━━━━━ TEXT PASSAGE ━━━━━
Sorry, yes. Absolutely convergent sums do behave exactly as you’d expect normal sums to. You can multiply them together, rearrange terms as you please and add brackets wherever you want (actually you can add brackets wherever you want in any infinite sum I think, but I’ll need to check that). Can’t think of any other properties you might want from a normal sum, but those are the ones that immediately come to mind.
A nitpick - your sum converges to pi^2, not pi. A better example would be Pi = 2 (1 - 1/(23) + 1/(45) - … + (-1/2)^(n-1) / (2n+1) + … . This is absolutely convergent by something called the comparison test (if you’re feeling mathematically inclined, try proving that it’s absolutely convergent - my previous post contains all the information you need). It doesn’t really matter for your argument 'though.
There’s an entirely different problem with your argument. If we agree god cannot change 1 + 1 = 2, it doesn’t neccesarily imply that god cannot change pi as you’re also assuming that god cannot change ‘absolutely convergent sums behave like finite sums’. I can easily define systems in which absolute convergence does not imply convergence. e.g. If we consider only the rational numbers (numbers which can be written as m/n where m and n are integers). Consider the sum of:
-1 + 1/2 + 1/4 -1/8 + …
Where the sign is negative if the place of a term is a perfect square, positive otherwise. This is absolutely convergent in the rationals (the sum of the absolute values converges to 2) but is not convergent (it can’t have a terminating binary expansion). Surely something that is so sensitive to what system we’re working in is open to change?
Ultrafilter, I wonder if one of us is misunderstanding the other.
I’m not suggesting a reality in which Pi-the-circle-ratio lacks SOME infinite series which sums to it; rather, I’m asking you to consider the case in which Pi-the-circle-ratio can no longer be derived by any of the specific infinite series summations that now apply to “our” Pi. Basically: which is more important in identifying some something as Pi–that it be the ratio of diameter-to-circumference of a circle, OR that it be the resultant of one or all of the infinite summing procedures that (in this reality) correspond to the first clause?
━━━━━
WORK INSTRUCTIONS -
1) Decide whether each statement (a), (b) and (c) agrees with the thread on pi and infinite series. Answer yes or no for each, and quote the words of the thread that settle it.
(a) The thread says absolutely convergent sums can be multiplied together and have their terms rearranged.
(b) The thread says the other poster's sum converges to pi.
(c) In the sum given over the rationals, a term's sign is negative when its place is a perfect square.
2) Print the passage of the thread on pi and infinite series from "Ultrafilter, I wonder" up to and including "the first clause?".
The entries below the thread come from a separate source.
━━━━━ DATA FOR REVIEW ━━━━━
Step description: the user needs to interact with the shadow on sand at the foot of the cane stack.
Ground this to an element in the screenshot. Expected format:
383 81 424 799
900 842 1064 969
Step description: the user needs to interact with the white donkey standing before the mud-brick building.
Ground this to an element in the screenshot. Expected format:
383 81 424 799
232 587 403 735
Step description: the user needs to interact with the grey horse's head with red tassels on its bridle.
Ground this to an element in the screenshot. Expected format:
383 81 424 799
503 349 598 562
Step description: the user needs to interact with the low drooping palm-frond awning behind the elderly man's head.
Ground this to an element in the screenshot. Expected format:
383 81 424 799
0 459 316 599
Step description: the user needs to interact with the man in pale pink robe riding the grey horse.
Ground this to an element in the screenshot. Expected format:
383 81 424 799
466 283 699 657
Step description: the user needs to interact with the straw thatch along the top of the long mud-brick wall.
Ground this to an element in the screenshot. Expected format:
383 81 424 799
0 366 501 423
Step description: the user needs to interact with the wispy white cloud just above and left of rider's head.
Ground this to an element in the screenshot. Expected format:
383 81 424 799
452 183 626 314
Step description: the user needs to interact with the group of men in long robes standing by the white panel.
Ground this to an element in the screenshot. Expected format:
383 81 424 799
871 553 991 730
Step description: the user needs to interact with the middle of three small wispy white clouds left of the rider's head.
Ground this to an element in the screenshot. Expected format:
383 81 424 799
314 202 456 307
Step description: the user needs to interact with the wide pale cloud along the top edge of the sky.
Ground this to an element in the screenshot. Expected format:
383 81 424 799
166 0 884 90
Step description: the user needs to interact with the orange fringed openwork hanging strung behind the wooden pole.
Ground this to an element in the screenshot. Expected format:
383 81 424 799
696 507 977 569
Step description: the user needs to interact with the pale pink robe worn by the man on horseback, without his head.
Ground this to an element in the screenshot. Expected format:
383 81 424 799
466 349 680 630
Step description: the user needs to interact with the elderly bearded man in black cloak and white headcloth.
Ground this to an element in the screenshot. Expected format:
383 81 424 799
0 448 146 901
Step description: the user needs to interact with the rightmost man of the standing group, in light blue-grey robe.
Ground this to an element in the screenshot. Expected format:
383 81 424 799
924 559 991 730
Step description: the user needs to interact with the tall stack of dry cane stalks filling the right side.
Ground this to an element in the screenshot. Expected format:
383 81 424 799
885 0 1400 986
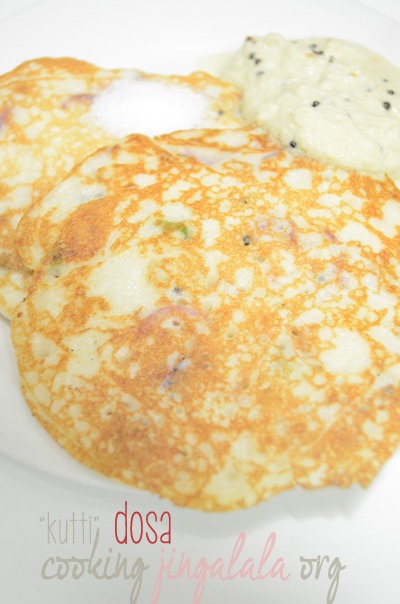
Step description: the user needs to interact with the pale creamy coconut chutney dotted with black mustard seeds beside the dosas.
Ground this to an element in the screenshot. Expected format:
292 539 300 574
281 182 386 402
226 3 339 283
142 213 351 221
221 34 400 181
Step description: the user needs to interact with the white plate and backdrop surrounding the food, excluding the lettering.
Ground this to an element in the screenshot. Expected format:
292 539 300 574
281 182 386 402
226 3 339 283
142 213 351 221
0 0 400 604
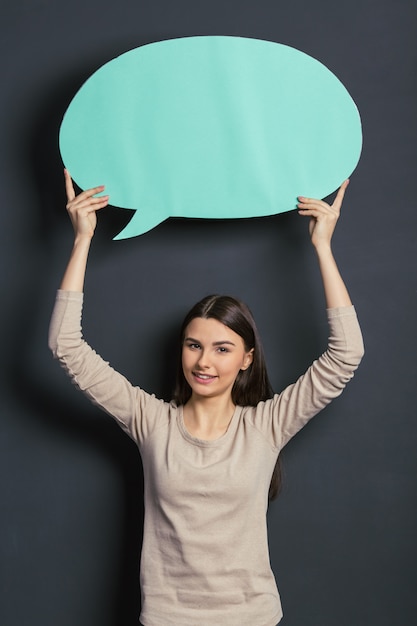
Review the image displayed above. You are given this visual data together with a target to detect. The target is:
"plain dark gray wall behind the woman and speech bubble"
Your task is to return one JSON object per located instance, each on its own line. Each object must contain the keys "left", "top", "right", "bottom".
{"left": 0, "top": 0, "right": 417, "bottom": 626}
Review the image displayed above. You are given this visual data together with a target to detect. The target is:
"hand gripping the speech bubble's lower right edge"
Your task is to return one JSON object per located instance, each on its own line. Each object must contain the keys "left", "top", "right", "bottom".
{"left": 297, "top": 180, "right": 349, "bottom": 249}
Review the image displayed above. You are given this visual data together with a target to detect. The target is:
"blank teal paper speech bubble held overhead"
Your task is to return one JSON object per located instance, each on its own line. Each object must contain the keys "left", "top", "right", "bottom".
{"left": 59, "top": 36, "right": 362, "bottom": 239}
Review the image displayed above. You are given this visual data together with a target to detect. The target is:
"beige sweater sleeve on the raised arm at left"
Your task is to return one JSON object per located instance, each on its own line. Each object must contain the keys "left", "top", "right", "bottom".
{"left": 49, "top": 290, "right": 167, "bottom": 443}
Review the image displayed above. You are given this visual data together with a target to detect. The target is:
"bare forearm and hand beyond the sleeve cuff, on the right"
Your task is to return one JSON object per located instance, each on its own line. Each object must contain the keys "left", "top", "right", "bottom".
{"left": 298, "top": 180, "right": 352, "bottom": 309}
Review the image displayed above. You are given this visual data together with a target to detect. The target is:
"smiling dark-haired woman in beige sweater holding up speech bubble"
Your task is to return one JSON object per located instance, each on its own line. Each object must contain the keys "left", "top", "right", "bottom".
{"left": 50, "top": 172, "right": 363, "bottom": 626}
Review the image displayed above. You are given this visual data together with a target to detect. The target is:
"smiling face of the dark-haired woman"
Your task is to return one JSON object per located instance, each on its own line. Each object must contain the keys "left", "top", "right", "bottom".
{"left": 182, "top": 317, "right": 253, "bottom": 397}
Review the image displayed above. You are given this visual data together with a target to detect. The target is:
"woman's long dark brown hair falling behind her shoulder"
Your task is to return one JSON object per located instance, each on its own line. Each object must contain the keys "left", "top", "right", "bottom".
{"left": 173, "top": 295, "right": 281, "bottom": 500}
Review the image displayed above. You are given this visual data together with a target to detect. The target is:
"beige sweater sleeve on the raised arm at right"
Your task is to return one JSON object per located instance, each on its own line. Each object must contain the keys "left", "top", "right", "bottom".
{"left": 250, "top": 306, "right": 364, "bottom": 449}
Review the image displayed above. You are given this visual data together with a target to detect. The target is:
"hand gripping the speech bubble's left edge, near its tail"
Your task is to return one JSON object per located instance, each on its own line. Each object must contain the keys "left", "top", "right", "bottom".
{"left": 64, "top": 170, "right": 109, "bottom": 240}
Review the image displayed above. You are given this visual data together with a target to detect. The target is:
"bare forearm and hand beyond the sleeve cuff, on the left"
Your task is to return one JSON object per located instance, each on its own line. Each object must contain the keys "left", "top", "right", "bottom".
━━━━━
RESPONSES TO THE EXERCISE -
1)
(a) Yes: "You can multiply them together, rearrange terms as you please and add brackets wherever you want"
(b) No: "your sum converges to pi^2, not pi"
(c) Yes: "the sign is negative if the place of a term is a perfect square, positive otherwise"

2)
Ultrafilter, I wonder if one of us is misunderstanding the other.
I’m not suggesting a reality in which Pi-the-circle-ratio lacks SOME infinite series which sums to it; rather, I’m asking you to consider the case in which Pi-the-circle-ratio can no longer be derived by any of the specific infinite series summations that now apply to “our” Pi. Basically: which is more important in identifying some something as Pi–that it be the ratio of diameter-to-circumference of a circle, OR that it be the resultant of one or all of the infinite summing procedures that (in this reality) correspond to the first clause?